- Given text
****************
JUAN GONZALEZ: Labor unions and students joined the growing Occupy Wall Street movement on Wednesday in the largest march since the protest began 20 days ago here in New York City. Tens of thousands marched from Foley Square to Liberty Plaza, the site of the protest encampment where hundreds have been sleeping since September 17th. The march was peaceful, but police later beat a handful of protesters with batons after they toppled a police barricade in an attempt to march down Wall Street. Police say a total of 28 people were arrested on Wednesday. Meanwhile, smaller protests against Wall Street continue to take part across the country.

AMY GOODMAN: Early this morning, police raided the Occupy San Francisco encampment less than a day after some thousand protesters marched through the city’s financial district. In Boston, protesters have entered their seventh day occupying of Dewey Square in the city’s financial district. In St. Louis, police arrested 10 people Wednesday. In Washington State, 26 Occupy Seattle protesters were arrested after police moved into a public park where protesters have been camped out for five days. Video shot in Seattle shows police entering a tent and arresting the activists inside.

POLICE OFFICER: Well, you better get up.

PROTESTER: Let go of him. Be wonderful. Let go of him. Be wonderful. Let go of him. Be wonderful. You’re hurting him! You’re hurting him! Get off of him! Be wonderful.

POLICE OFFICER: Bring her off to the side. Have her go out, and bring her out to the side.
****************
- Records for the exercise
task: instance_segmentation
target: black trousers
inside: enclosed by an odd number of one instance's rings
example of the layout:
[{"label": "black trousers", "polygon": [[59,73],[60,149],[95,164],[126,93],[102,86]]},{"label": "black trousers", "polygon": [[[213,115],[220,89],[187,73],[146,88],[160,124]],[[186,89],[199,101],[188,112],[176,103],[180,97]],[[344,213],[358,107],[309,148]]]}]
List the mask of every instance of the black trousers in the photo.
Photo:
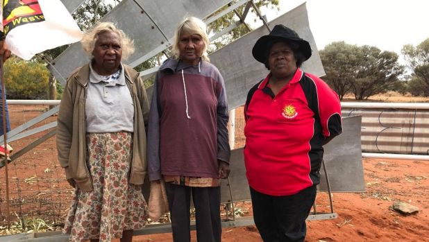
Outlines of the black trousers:
[{"label": "black trousers", "polygon": [[305,219],[316,198],[316,186],[282,196],[250,190],[255,225],[264,242],[304,241]]},{"label": "black trousers", "polygon": [[191,187],[167,182],[165,187],[174,242],[191,241],[190,221],[191,193],[195,206],[197,241],[221,241],[222,227],[220,214],[220,187]]}]

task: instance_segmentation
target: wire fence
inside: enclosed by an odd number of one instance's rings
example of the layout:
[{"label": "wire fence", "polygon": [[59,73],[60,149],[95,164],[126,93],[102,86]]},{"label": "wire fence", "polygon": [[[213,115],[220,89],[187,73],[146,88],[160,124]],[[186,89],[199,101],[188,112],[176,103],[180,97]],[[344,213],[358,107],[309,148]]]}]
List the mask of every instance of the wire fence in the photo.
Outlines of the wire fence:
[{"label": "wire fence", "polygon": [[[9,107],[10,122],[14,128],[46,112],[49,106],[13,105]],[[343,109],[344,116],[362,115],[363,151],[408,154],[426,154],[429,149],[429,129],[426,121],[428,113],[429,108],[418,111],[382,107]],[[36,127],[56,120],[56,116],[51,116],[37,123]],[[244,146],[244,124],[243,107],[240,107],[235,110],[235,148]],[[49,131],[10,144],[17,152]],[[0,234],[60,230],[64,225],[74,191],[57,161],[55,137],[10,163],[8,169],[8,213],[6,167],[0,168]],[[8,223],[10,226],[7,229]]]},{"label": "wire fence", "polygon": [[[48,110],[48,106],[9,106],[12,128]],[[51,116],[35,127],[56,121]],[[10,143],[14,152],[47,133],[47,130]],[[13,154],[13,153],[12,153]],[[59,230],[64,223],[72,189],[56,159],[55,137],[8,165],[9,205],[6,200],[6,166],[0,168],[0,234]],[[9,212],[8,213],[8,207]],[[10,223],[10,228],[8,225]]]}]

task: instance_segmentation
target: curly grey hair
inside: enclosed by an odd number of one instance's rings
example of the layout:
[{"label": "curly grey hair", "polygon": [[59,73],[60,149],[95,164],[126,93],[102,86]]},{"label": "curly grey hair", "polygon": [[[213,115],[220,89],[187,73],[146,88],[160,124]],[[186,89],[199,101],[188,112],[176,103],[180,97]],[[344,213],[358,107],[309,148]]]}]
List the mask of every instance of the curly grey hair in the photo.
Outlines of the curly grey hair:
[{"label": "curly grey hair", "polygon": [[208,58],[207,49],[210,44],[210,41],[207,34],[207,26],[200,19],[196,18],[195,17],[188,17],[179,24],[174,33],[174,40],[171,49],[173,57],[176,60],[179,59],[180,57],[180,51],[179,51],[178,45],[182,33],[198,35],[201,37],[204,42],[201,58],[209,62],[210,60]]},{"label": "curly grey hair", "polygon": [[123,59],[128,58],[134,53],[134,42],[128,38],[124,31],[117,28],[115,24],[112,22],[101,22],[85,32],[83,34],[82,40],[81,40],[83,50],[90,58],[94,58],[92,51],[95,47],[95,42],[99,38],[99,35],[104,31],[112,31],[116,33],[119,36]]}]

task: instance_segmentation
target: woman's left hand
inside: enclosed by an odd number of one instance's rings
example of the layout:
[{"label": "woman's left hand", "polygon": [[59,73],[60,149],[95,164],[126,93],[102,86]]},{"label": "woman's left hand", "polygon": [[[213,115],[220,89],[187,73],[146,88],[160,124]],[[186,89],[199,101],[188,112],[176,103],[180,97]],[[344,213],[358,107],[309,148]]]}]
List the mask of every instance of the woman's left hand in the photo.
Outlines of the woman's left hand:
[{"label": "woman's left hand", "polygon": [[221,179],[226,179],[229,176],[229,173],[230,171],[229,168],[229,164],[221,161],[218,160],[219,162],[219,177]]}]

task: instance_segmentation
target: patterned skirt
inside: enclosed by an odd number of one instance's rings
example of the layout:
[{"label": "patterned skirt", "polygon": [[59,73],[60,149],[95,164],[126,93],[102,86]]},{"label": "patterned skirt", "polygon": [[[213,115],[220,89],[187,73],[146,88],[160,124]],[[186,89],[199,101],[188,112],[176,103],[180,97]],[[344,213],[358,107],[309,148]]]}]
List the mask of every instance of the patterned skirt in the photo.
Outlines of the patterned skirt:
[{"label": "patterned skirt", "polygon": [[144,227],[149,216],[142,186],[128,184],[132,137],[125,132],[86,135],[94,190],[75,191],[64,227],[70,241],[110,241],[123,230]]}]

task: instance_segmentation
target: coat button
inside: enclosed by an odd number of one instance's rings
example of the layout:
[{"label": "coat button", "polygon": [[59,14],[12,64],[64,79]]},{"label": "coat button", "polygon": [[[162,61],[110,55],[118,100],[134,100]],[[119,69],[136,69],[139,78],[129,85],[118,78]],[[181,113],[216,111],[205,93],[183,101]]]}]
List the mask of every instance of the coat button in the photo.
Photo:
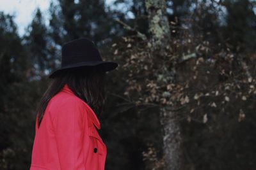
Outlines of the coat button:
[{"label": "coat button", "polygon": [[97,148],[94,148],[93,152],[94,152],[94,153],[97,152]]}]

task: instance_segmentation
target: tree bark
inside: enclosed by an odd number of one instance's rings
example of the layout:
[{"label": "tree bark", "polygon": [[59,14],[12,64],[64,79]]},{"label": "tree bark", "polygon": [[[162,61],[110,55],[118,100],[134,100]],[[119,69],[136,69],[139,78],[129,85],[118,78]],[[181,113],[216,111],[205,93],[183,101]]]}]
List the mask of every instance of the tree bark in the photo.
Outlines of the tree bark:
[{"label": "tree bark", "polygon": [[164,0],[146,0],[150,41],[153,50],[163,47],[170,38],[170,26]]},{"label": "tree bark", "polygon": [[[165,47],[171,38],[166,1],[146,0],[145,5],[148,15],[152,50],[154,51],[160,48],[161,54],[166,55]],[[163,66],[164,64],[165,63],[163,63]],[[174,64],[173,65],[174,66]],[[163,67],[163,74],[171,76],[169,79],[172,80],[171,81],[175,81],[175,67],[172,71],[164,70],[164,67]],[[163,153],[164,169],[180,170],[183,162],[183,152],[179,113],[173,111],[173,106],[163,105],[160,108],[160,117],[164,132]]]}]

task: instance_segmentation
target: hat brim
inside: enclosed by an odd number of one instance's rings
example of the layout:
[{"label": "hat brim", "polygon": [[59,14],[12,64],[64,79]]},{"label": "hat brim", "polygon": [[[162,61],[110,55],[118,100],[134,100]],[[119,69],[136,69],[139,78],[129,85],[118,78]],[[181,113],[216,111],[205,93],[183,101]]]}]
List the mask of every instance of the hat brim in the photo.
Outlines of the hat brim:
[{"label": "hat brim", "polygon": [[112,61],[95,61],[95,62],[91,61],[86,62],[79,62],[77,64],[70,64],[67,66],[63,67],[60,69],[55,70],[52,71],[51,73],[50,73],[49,78],[53,78],[56,77],[56,76],[63,69],[80,67],[92,67],[96,66],[102,66],[103,70],[105,72],[107,72],[115,69],[116,67],[117,67],[118,64],[116,62]]}]

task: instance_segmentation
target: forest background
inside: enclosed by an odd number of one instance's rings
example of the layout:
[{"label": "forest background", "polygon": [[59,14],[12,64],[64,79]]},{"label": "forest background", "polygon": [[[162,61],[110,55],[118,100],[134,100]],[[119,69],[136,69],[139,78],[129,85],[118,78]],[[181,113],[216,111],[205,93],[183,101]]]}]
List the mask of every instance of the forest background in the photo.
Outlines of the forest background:
[{"label": "forest background", "polygon": [[48,75],[80,37],[119,64],[99,117],[106,169],[255,169],[256,1],[112,5],[53,1],[22,36],[0,11],[0,169],[28,169]]}]

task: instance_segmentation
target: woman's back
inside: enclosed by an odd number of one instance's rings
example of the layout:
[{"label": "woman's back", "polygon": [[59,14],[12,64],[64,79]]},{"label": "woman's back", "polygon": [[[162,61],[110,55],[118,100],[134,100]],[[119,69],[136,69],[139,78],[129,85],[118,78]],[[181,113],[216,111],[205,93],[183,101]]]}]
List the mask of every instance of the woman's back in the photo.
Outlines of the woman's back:
[{"label": "woman's back", "polygon": [[38,128],[30,170],[103,170],[107,148],[91,108],[65,84],[49,101]]}]

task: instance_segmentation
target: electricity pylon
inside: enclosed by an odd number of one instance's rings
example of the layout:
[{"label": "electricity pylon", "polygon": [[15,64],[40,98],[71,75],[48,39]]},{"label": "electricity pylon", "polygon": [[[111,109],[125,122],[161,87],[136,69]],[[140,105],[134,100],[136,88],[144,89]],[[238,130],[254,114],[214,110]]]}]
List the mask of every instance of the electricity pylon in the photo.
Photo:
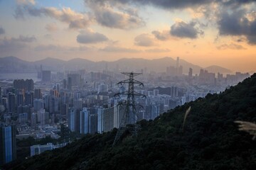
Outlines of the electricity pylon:
[{"label": "electricity pylon", "polygon": [[140,126],[136,124],[138,116],[136,110],[135,106],[135,96],[146,97],[145,95],[139,94],[134,91],[134,84],[139,84],[139,86],[144,86],[143,83],[134,79],[134,76],[142,74],[142,73],[134,72],[122,72],[122,74],[129,76],[129,79],[121,81],[117,83],[117,85],[124,86],[125,84],[128,84],[128,90],[123,93],[118,93],[115,94],[115,96],[119,96],[120,95],[126,95],[127,96],[125,102],[122,102],[118,106],[125,105],[125,110],[123,118],[121,120],[118,131],[115,136],[113,146],[114,146],[120,140],[122,135],[128,130],[132,135],[137,137],[138,131],[140,129]]}]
****************
- Problems to work on
1. Answer these questions from the protest transcript:
(a) How many people do police say were arrested in New York on Wednesday?
(b) How many Occupy Seattle protesters were arrested?
(c) Which square were protesters in Boston occupying?
2. Please count the lines of the records that contain the word "List", treating case as significant, and reply with only that number.

- Answers to each task
1.
(a) 28
(b) 26
(c) Dewey Square

2. 11